AIM OF THE TASK: I need the number of lines in the data that contain the word "tree", and nothing beyond it.

EXERCISE INPUT:
^^^^^^^^
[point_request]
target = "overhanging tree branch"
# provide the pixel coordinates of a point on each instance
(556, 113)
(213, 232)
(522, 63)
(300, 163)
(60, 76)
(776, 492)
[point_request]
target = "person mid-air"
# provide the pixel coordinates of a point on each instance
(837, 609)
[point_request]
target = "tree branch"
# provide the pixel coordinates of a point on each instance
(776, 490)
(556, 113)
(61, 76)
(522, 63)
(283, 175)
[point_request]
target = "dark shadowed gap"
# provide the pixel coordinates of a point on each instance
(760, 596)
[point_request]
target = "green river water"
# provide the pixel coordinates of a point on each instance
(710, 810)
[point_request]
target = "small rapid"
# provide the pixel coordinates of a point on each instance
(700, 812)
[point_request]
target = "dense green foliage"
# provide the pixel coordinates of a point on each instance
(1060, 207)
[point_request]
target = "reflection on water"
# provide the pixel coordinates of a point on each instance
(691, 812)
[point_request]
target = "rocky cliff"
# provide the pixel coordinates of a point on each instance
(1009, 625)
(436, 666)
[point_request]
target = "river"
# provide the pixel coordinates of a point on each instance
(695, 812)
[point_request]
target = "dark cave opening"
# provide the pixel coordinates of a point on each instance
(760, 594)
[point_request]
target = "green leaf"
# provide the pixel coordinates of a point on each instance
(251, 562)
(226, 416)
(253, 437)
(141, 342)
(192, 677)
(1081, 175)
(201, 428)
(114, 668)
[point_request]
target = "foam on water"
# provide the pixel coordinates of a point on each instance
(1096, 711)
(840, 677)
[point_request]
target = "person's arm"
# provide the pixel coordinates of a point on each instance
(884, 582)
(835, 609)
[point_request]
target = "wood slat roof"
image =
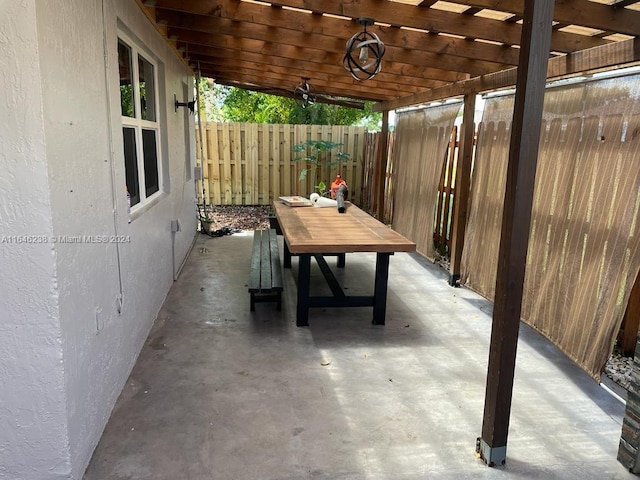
^^^^^^^^
ANSWER: 2